What needs to be done: Reproduce the entries verbatim; no pictures.

Data records:
- - - -

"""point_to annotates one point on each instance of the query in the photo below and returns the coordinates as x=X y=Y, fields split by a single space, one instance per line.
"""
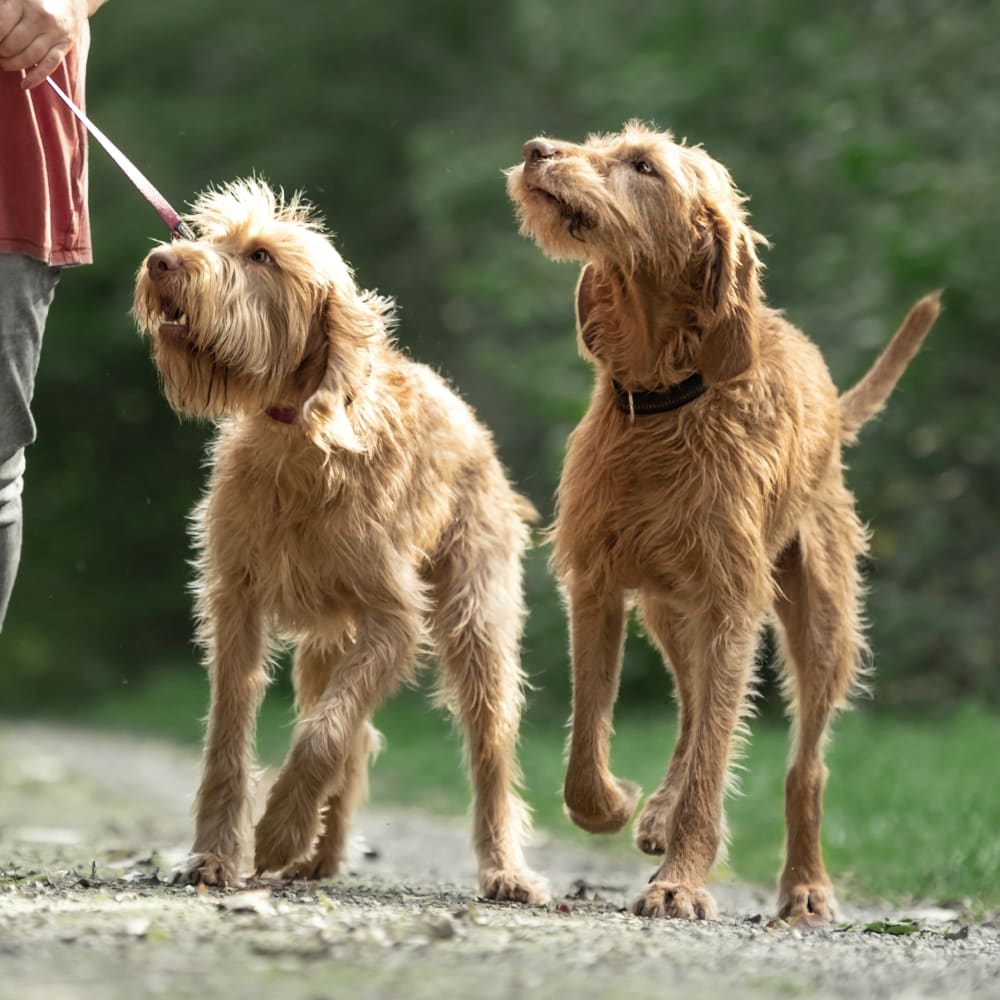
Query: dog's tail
x=859 y=404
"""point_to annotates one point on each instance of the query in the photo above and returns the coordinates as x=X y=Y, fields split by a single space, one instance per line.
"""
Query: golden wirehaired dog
x=704 y=482
x=354 y=506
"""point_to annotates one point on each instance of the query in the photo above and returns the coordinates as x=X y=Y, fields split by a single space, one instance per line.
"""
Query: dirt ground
x=91 y=826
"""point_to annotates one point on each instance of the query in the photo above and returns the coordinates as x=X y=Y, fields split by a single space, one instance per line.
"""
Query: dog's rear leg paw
x=650 y=831
x=316 y=867
x=282 y=837
x=603 y=810
x=672 y=900
x=208 y=868
x=807 y=899
x=514 y=885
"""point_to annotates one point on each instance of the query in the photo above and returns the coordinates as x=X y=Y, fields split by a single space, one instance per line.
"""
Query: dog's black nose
x=161 y=261
x=538 y=149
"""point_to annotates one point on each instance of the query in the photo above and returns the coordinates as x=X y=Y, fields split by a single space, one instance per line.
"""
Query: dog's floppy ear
x=345 y=325
x=730 y=293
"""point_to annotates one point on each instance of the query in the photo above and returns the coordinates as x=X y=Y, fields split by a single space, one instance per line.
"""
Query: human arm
x=35 y=35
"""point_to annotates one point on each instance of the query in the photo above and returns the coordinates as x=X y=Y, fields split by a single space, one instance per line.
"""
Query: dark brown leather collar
x=642 y=402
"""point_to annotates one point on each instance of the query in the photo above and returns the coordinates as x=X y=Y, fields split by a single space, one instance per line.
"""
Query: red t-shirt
x=43 y=166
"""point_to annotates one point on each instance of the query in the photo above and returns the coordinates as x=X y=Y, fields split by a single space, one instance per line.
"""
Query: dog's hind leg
x=723 y=643
x=650 y=831
x=315 y=664
x=232 y=630
x=477 y=623
x=818 y=608
x=595 y=799
x=324 y=744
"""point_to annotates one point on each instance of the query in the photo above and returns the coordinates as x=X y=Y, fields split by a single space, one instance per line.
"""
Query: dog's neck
x=642 y=336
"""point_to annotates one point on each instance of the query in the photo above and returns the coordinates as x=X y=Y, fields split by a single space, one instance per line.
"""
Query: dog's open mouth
x=548 y=196
x=578 y=219
x=174 y=327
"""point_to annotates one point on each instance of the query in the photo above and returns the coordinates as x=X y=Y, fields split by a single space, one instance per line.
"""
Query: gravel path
x=91 y=824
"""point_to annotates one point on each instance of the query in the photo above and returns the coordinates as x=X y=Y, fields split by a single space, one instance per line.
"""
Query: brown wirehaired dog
x=705 y=482
x=354 y=506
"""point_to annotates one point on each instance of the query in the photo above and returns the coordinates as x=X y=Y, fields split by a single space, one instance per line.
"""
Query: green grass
x=912 y=809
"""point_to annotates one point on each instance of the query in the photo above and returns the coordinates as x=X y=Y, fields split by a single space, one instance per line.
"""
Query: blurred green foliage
x=867 y=135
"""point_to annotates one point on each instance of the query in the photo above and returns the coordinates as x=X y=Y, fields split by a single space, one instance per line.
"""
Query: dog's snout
x=538 y=149
x=162 y=261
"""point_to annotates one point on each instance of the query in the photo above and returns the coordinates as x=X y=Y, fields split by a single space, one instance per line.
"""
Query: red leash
x=176 y=225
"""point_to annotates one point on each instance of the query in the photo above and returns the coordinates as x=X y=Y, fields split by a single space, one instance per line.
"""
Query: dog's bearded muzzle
x=541 y=182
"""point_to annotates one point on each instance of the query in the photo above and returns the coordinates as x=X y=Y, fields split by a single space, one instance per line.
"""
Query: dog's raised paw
x=803 y=899
x=513 y=885
x=650 y=831
x=209 y=869
x=669 y=899
x=313 y=868
x=605 y=812
x=279 y=841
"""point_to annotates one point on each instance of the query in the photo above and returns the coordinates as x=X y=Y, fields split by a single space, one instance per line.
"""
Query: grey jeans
x=26 y=290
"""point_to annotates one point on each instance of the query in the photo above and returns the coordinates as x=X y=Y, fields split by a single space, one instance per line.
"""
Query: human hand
x=35 y=35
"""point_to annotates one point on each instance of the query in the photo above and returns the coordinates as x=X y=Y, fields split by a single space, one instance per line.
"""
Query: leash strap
x=176 y=225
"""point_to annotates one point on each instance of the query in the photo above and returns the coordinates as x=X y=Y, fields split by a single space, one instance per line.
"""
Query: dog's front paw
x=669 y=899
x=514 y=885
x=804 y=899
x=282 y=837
x=208 y=868
x=605 y=809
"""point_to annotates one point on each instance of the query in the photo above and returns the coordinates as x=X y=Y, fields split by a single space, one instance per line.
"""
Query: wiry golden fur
x=354 y=506
x=709 y=516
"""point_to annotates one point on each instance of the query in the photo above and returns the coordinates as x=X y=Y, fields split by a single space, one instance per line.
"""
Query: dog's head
x=638 y=205
x=259 y=312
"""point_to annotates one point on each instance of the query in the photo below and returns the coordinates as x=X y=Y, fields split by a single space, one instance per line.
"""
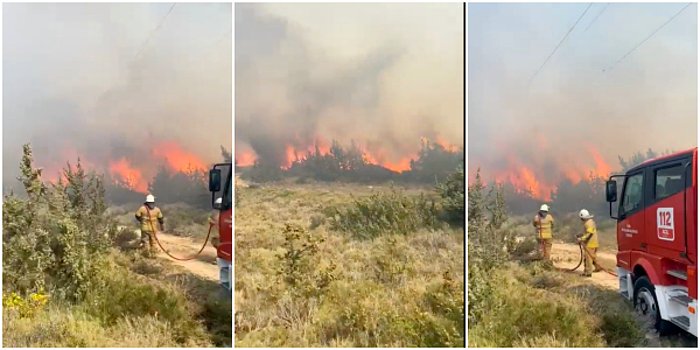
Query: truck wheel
x=646 y=305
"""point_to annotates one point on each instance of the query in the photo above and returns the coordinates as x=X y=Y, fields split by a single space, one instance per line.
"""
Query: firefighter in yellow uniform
x=151 y=218
x=589 y=240
x=544 y=223
x=214 y=222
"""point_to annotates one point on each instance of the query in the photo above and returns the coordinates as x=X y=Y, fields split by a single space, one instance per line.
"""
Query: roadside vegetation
x=69 y=279
x=524 y=303
x=349 y=265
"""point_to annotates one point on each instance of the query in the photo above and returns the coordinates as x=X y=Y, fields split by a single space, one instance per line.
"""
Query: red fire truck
x=220 y=186
x=657 y=232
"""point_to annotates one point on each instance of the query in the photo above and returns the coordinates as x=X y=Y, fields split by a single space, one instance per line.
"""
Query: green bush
x=54 y=239
x=452 y=193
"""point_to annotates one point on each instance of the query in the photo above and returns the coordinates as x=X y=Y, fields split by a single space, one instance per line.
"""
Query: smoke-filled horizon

- - - -

Finished task:
"""point_to annotates one point on each instance of the query in the photo below and returns the coordinates as x=X y=Y, fields split by a single space, one instance per line.
"""
Query: dog's tail
x=859 y=404
"""point_to annotates one point on each instance of the query in the photo above and returns the coordinates as x=X y=Y, fields split by a single space, one instance per line.
"""
Query: golden wirehaired dog
x=704 y=482
x=354 y=506
"""point_to annotates one point on each instance of the query in the photo above and returns the coordinates as x=X y=Y, fields split by a single space, one instance per line.
"""
Query: dirt ground
x=91 y=826
"""point_to annotates one point on each instance of the query in the photo above and returns the coordinates as x=X y=Y, fields split by a single space, one instance per line.
"""
Query: dog's rear leg paw
x=650 y=831
x=316 y=867
x=282 y=837
x=603 y=810
x=672 y=900
x=208 y=868
x=807 y=899
x=514 y=885
"""point_to annotates one point on each instance of the query in the photo above and returns the coordinates as x=X y=Y, fields split by a single space, one instance per line.
"""
Query: dog's black nose
x=161 y=261
x=538 y=149
"""point_to annotates one point on each instance of the query in the photo above and returns the coordinates as x=X y=Y, fields split by a single space, one instance per line.
"""
Query: dog's floppy ear
x=345 y=325
x=730 y=293
"""point_to annotates one point on each instance of the query in the photo above and returns the coordinates as x=X y=Y, fields split by a single space, one instance per line.
"""
Query: human arm
x=35 y=35
"""point_to annotates one point on each instance of the query in the photo above and returns the coordinates as x=X y=Y, fields split by a single space, one instance per line.
"""
Query: dark brown leather collar
x=642 y=402
"""point_to annotates one point on each instance of the query in the photo above and returns the coordinates as x=X y=Y, fields split by a single space, one instance per line.
"""
Query: red t-shirt
x=43 y=166
"""point_to annotates one point on each instance of the query in the photo above and returns the coordinates as x=X y=Y, fields split by a single space, one instance per line.
"""
Query: dog's hind leg
x=723 y=643
x=650 y=831
x=315 y=664
x=232 y=630
x=477 y=623
x=818 y=608
x=595 y=799
x=324 y=744
"""point_to annotates one point on each instance of the query in the photo above and returns the coordinates as x=X y=Y, fields split by a single space, one instance per line.
"""
Query: dog's neck
x=642 y=336
"""point_to annotates one point on each instance of the query in the photo above and returns the coordinates as x=X y=Y, fields split by a single space, one instance per line.
"""
Query: dog's open mouth
x=548 y=196
x=578 y=219
x=174 y=327
"""point_to annotates one point on each instance of the query in the photo above and returns the coordinates as x=X y=Y, fields split by a single space, one instance per line.
"""
Query: gravel path
x=91 y=824
"""point_to annotates one point on each instance of the query in the photo above and returns the coordinates as x=X y=Y, fields split by a single space, one instance per line.
"""
Query: brown wirehaired dog
x=705 y=482
x=354 y=506
"""point_to annotates one point on each instance of the query in the photo above and returns the coordinates as x=X y=Y, fields split by a single space, one instance per line.
"""
Query: green grass
x=912 y=809
"""point_to annotates one point on each instance of the query in the photo above and returns the coordinates as x=X y=Y, fields split by a single space, one instance per line.
"""
Query: blurred green foliage
x=867 y=135
"""point_to annotates one point on each instance of the query in the photo above and returns the coordinates as x=X y=Y, fields split by a single space, one instance per line.
"""
Query: dog's snout
x=538 y=149
x=162 y=261
"""point_to annotates one point on each instance of the query in the photo above and returns the coordinates as x=X y=Y, fields split by a single space, one instance per line.
"""
Query: red leash
x=176 y=225
"""point_to annotates one point on each instance of the query in the photo above and returns the coordinates as x=X y=Y, fields split by a single space, one instance per line.
"""
Query: dog's bearded muzzle
x=541 y=182
"""point_to annotates one point on each instance of the query in the photo above and returns the coordinates as x=X y=Y, fields split by a single space, one instance per line.
"""
Query: dog's raised paw
x=803 y=899
x=513 y=885
x=650 y=831
x=209 y=869
x=669 y=899
x=313 y=868
x=605 y=812
x=279 y=841
"""point_to annotates one point on each instance of the query in the photo above and returns the coordinates as x=X y=Y, fields split by a single space, one instance per line.
"""
Query: grey jeans
x=26 y=290
"""point_to annotates one point on each instance of the query in the photo above and returns the coordinates as x=X y=Y, fields split by a single space, one instance per line.
"""
Query: human hand
x=35 y=35
"""point_to annotates one point on each instance of the query in the photo above and returns the coordinates as x=X y=Y, fields split by a single space, one instance per line.
"""
Query: leash strap
x=176 y=225
"""point_to annotates one point on each instance of the query in the photo above and returns the coordinates as x=X y=Y, fields split by a single space, one instance per line.
"""
Query: dog's front paw
x=669 y=899
x=514 y=885
x=804 y=899
x=282 y=837
x=208 y=868
x=605 y=809
"""point_to annotates one point on each instance of the query in the photo above and returns the coordinates as x=X y=Y, fields split by a single space, one instance per line.
"""
Query: wiry golden fur
x=354 y=506
x=709 y=516
"""point_to annotates one point on each instance of the query in the photo above and returns the coordinates as x=X y=Y, fields split by a single space, one instance per line.
"""
Query: dog's head
x=638 y=205
x=259 y=312
"""point_to annotates one point on each instance of the query in the photo below and returns the coordinates as x=X y=Y, fields split by a single space, one instance per line.
"""
Query: truck wheel
x=646 y=305
"""point_to annotates one point on each instance of the query in the photo above and returns the coordinates as x=X y=Y, fields split by a single space, one instance per line.
"""
Query: firefighter in yellow uniform
x=151 y=218
x=589 y=240
x=544 y=223
x=214 y=222
"""point_to annotates one point on each instance of the query in the photo above and returns the coordinates as x=X y=Y, fields split by a single space, one instance per line.
"""
Query: roadside vegetation
x=69 y=279
x=524 y=303
x=349 y=265
"""point_to annotates one point on each instance of the query in the photo above and returns the coordinates as x=X y=Y, fields split by a single space, one instance per line.
"""
Query: red fire truck
x=220 y=186
x=657 y=232
"""point_to annotates one point on each instance of the query in the photo above and returns the coordinates as x=X y=Y, fields split by a single space, one instance per line.
"""
Query: green bush
x=54 y=239
x=452 y=193
"""point_to annotates one point on each instance of the query in the photo above and returns the coordinates as x=X y=Y, fields split by a single space, one instance per line.
"""
Query: smoke-filled horizon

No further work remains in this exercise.